In this paper, CeO₂-GO nanocomposites with different mass ratios were prepared by hydrothermal synthesis method. The anticorrosion performance of EP/ CeO₂-GO coatings was analyzed by electrochemical means. The following conclusions can be reached based on experimental evidence.

(1)

The SEM and TEM analysis indicated that via hydrothermal synthesis, GO was more effectively dispersed and the inter-layer inside the GO could provide space for CeO₂ growth. The recommended CeO₂ to GO mass ratio was 4:1, while with increasing ratios, GO and CeO₂ would agglomerate inside the GO layers.

(2)

The anticorrosion properties of CeO₂-GO nanocomposites as coatings were analyzed by OCP, EIS, Tafel curve and Mott–Schottky curve. Tafel curve showed that CeO₂-GO (4:1) had the lowest corrosion current density and the highest polarization resistance. The protective efficiency of the coating was up to 99.88%. The Mott–Schottky curve showed that the 24 d carrier density of CeO₂-GO (4:1) was only 7.577 × 10⁸ cm⁻³, showing an excellent anticorrosion effect.

(3)

This study found that CeO₂-GO (4:1) nanocomposite can not only improve the agglomeration of graphene, but also prepare graphene epoxy coating with good dispersion. The anticorrosion effect was very significant. That is beneficial to promote the engineering of CeO₂-GO modified anticorrosive coating and improve the corrosion of metal.

OBJECTIVES:
**1.** According to the conclusions on CeO₂-GO coatings, how high did the protective efficiency of the coating reach?
**2.** Write out everything from "The SEM and" down to "the GO layers." in the conclusions on CeO₂-GO coatings, substituting "clump together" for "agglomerate".

DATA EXCERPTS:

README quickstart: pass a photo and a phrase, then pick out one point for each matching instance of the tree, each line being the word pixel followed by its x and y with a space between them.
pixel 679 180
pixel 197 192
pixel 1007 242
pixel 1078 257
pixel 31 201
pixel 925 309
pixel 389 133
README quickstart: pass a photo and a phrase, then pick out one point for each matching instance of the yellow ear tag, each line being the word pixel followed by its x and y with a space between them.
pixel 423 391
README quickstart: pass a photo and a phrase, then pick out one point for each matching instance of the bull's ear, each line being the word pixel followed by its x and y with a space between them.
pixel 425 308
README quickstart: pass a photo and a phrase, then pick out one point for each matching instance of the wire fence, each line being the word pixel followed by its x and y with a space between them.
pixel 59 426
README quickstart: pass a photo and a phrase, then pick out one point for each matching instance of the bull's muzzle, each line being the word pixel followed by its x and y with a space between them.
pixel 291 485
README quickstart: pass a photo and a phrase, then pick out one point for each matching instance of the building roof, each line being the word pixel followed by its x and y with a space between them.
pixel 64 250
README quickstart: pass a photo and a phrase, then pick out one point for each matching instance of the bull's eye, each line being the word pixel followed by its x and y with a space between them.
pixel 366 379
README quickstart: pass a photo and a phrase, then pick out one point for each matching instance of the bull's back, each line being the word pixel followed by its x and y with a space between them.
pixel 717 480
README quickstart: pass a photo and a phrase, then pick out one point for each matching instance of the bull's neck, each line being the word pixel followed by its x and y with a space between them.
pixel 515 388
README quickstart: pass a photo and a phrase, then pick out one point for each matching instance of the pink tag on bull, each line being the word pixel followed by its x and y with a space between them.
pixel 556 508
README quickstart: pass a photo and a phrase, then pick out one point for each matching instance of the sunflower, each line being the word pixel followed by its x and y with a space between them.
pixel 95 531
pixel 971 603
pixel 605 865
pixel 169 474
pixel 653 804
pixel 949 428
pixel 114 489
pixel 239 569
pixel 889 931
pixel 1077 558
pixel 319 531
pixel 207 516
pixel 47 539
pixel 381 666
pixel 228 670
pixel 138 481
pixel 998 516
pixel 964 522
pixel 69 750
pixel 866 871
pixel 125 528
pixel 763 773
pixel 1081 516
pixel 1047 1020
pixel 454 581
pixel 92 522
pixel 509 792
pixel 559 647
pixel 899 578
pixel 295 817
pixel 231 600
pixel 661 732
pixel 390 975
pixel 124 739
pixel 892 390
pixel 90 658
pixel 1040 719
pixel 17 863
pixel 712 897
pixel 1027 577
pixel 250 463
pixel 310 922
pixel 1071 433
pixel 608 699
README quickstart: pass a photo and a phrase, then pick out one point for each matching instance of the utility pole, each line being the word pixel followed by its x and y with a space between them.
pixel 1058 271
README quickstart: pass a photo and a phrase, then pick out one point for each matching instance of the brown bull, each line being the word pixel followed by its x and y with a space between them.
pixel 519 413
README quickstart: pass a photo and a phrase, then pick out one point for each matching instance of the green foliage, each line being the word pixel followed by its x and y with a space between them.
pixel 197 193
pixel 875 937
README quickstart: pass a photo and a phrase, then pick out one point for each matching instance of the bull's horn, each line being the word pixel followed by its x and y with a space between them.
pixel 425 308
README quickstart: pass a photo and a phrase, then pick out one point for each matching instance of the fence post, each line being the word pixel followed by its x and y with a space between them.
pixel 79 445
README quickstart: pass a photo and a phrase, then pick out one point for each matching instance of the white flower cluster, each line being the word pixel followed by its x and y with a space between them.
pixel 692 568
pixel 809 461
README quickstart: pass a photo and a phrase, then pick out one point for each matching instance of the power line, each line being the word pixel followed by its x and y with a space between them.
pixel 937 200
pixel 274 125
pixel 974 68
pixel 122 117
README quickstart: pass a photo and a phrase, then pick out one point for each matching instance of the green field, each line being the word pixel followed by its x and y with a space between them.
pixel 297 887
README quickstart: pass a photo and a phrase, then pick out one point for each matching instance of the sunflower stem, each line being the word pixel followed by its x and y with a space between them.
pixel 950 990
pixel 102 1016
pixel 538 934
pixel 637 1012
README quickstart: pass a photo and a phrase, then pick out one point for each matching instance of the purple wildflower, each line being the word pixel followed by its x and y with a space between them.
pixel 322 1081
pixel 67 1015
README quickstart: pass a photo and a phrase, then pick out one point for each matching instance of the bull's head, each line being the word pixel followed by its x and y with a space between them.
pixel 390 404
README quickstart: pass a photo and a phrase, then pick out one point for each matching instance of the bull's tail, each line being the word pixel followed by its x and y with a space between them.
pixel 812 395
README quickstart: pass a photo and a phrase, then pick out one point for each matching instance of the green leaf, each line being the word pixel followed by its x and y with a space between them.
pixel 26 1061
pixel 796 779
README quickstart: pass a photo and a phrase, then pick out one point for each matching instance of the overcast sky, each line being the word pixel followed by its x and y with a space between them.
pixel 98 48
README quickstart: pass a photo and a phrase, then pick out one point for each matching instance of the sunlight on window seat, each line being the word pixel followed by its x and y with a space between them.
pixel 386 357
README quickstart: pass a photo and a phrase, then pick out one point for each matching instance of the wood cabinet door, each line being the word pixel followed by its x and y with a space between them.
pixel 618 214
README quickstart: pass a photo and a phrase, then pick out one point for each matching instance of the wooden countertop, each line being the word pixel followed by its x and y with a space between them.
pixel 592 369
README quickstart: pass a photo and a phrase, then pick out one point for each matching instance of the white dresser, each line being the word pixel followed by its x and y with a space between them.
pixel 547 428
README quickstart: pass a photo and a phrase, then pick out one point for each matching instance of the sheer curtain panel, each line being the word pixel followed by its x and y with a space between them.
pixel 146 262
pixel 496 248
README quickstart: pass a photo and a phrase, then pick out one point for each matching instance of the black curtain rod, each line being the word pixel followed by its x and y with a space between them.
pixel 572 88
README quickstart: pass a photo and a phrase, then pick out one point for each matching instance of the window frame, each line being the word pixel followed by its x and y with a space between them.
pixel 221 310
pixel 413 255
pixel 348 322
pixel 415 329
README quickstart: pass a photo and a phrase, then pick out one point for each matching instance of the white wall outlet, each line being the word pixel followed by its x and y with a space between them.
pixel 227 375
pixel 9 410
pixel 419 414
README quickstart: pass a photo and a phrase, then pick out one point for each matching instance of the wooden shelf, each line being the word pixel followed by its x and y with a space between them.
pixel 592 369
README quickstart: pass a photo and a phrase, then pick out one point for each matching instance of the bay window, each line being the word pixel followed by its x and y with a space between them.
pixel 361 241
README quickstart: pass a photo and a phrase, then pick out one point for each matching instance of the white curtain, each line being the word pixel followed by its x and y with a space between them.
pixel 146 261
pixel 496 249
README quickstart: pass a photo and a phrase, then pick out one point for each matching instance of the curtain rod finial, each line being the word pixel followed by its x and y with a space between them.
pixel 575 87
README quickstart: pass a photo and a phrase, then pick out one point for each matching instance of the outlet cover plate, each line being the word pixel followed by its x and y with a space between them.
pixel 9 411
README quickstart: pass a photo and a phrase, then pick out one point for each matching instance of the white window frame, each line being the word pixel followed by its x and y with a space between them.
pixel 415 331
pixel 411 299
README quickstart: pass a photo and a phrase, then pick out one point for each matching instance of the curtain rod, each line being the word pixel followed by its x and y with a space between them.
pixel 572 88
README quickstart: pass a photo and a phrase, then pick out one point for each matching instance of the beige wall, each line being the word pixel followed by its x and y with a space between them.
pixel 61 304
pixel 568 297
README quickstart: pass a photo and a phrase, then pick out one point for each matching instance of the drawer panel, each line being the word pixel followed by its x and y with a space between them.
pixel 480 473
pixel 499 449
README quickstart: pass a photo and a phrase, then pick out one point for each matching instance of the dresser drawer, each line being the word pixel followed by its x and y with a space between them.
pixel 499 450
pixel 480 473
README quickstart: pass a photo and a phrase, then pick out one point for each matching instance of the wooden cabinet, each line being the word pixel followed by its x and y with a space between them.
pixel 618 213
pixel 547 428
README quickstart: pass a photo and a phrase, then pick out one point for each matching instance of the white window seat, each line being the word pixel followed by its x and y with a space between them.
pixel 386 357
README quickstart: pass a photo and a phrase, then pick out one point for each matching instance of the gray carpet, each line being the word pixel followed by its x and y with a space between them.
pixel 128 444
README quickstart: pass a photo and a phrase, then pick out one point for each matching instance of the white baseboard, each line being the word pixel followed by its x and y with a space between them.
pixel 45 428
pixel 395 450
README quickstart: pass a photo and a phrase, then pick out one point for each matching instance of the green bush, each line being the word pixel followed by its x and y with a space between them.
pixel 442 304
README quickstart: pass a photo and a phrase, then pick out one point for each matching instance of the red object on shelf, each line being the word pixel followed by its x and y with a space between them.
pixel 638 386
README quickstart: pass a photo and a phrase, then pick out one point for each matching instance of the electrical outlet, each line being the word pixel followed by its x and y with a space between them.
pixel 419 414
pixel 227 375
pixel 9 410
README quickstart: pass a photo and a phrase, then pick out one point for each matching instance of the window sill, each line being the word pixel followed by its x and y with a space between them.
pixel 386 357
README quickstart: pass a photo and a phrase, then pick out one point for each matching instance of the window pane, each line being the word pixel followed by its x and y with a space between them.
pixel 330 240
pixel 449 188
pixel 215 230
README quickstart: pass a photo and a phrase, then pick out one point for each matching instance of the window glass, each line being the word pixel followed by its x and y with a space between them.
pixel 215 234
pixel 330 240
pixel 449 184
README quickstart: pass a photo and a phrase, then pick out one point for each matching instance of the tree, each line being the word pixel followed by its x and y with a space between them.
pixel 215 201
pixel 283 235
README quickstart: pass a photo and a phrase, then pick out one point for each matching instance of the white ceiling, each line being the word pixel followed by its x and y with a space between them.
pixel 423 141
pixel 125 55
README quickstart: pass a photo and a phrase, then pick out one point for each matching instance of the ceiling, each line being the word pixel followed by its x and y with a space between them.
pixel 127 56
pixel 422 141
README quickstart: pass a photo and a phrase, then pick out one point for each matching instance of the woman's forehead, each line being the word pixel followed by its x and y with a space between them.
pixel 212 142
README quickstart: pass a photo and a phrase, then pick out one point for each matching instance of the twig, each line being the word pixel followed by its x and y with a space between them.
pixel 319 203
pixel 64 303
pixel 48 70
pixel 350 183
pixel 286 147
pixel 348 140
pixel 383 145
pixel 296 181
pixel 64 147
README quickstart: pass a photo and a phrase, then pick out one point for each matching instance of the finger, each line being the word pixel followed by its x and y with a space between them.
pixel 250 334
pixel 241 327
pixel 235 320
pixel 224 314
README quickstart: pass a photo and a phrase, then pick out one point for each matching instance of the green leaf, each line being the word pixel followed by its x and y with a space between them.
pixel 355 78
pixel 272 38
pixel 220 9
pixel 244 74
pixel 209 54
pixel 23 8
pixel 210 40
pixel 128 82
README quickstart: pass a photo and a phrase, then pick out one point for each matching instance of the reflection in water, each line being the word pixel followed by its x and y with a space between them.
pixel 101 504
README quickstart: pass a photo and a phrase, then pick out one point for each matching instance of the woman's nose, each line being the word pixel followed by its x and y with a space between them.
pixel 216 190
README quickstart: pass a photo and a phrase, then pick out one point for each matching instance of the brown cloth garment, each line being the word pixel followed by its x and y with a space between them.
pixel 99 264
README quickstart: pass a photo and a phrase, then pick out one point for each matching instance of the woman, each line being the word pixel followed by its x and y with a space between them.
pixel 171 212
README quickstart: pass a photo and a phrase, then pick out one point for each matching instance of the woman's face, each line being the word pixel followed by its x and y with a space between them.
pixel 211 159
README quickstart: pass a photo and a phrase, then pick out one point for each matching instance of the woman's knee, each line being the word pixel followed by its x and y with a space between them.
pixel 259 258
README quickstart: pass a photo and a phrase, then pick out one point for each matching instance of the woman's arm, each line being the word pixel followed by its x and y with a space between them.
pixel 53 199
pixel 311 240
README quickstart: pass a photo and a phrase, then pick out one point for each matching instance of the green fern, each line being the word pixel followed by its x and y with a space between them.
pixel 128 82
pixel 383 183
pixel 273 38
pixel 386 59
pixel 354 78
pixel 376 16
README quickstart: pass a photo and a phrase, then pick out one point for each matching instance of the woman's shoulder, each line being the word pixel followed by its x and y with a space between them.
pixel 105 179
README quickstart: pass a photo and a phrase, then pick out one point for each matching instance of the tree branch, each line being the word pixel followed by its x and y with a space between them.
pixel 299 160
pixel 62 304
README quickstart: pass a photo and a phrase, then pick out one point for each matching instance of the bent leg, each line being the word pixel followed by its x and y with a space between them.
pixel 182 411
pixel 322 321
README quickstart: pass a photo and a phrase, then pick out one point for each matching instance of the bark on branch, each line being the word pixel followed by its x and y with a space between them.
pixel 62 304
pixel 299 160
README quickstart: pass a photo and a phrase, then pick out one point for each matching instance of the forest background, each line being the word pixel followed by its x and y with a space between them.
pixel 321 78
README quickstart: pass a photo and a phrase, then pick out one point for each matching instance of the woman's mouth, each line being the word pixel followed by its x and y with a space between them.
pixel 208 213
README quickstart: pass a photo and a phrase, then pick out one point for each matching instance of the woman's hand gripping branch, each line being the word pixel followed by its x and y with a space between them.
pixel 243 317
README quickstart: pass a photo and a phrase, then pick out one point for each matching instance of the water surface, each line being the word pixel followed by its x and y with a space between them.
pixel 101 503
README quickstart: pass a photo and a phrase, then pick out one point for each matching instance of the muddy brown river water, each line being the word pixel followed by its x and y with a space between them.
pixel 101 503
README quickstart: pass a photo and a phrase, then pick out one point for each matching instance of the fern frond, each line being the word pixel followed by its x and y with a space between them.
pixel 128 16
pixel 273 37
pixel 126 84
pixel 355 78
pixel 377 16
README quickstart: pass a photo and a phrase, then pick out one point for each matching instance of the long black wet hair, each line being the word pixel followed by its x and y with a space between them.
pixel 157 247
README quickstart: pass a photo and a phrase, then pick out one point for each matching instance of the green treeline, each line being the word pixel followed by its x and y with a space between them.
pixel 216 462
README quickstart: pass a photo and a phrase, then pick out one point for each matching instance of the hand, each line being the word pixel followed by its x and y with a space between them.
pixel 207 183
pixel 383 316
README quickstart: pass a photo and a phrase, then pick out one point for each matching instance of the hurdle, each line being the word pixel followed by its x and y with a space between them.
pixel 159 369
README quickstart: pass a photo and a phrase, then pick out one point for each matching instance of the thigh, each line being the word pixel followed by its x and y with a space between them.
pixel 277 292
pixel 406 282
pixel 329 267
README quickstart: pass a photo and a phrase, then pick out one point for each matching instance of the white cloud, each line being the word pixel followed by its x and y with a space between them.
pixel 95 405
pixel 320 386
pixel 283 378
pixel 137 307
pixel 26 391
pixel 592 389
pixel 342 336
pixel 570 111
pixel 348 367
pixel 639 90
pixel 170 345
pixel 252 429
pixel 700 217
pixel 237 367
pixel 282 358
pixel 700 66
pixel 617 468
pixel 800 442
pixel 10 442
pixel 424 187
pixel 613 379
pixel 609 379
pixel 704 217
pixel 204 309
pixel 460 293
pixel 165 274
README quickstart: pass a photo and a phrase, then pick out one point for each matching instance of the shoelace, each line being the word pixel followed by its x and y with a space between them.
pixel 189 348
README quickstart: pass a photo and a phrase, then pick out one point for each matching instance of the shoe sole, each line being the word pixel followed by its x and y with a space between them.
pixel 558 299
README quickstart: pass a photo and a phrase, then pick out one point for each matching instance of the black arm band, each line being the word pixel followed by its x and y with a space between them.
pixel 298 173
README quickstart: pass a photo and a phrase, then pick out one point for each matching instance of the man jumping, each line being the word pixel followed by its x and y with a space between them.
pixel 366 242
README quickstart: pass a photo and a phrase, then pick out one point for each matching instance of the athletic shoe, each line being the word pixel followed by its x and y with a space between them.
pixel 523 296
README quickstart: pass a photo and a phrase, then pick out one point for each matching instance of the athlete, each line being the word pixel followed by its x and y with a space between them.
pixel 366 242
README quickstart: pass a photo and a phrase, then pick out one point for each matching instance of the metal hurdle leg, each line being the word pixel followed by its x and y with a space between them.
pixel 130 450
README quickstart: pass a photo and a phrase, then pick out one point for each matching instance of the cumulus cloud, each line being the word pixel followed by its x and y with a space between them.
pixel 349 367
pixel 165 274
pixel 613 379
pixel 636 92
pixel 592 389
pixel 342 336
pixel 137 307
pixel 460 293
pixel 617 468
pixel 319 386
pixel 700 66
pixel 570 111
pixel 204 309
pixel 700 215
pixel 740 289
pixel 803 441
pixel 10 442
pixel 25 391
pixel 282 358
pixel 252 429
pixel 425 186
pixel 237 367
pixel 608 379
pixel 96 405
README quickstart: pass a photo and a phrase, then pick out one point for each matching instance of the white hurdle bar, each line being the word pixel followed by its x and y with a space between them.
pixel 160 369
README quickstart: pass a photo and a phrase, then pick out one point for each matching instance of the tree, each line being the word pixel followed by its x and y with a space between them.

OUTPUTS BY TASK:
**1.** Up to 99.88%.

**2.**
The SEM and TEM analysis indicated that via hydrothermal synthesis, GO was more effectively dispersed and the inter-layer inside the GO could provide space for CeO₂ growth. The recommended CeO₂ to GO mass ratio was 4:1, while with increasing ratios, GO and CeO₂ would clump together inside the GO layers.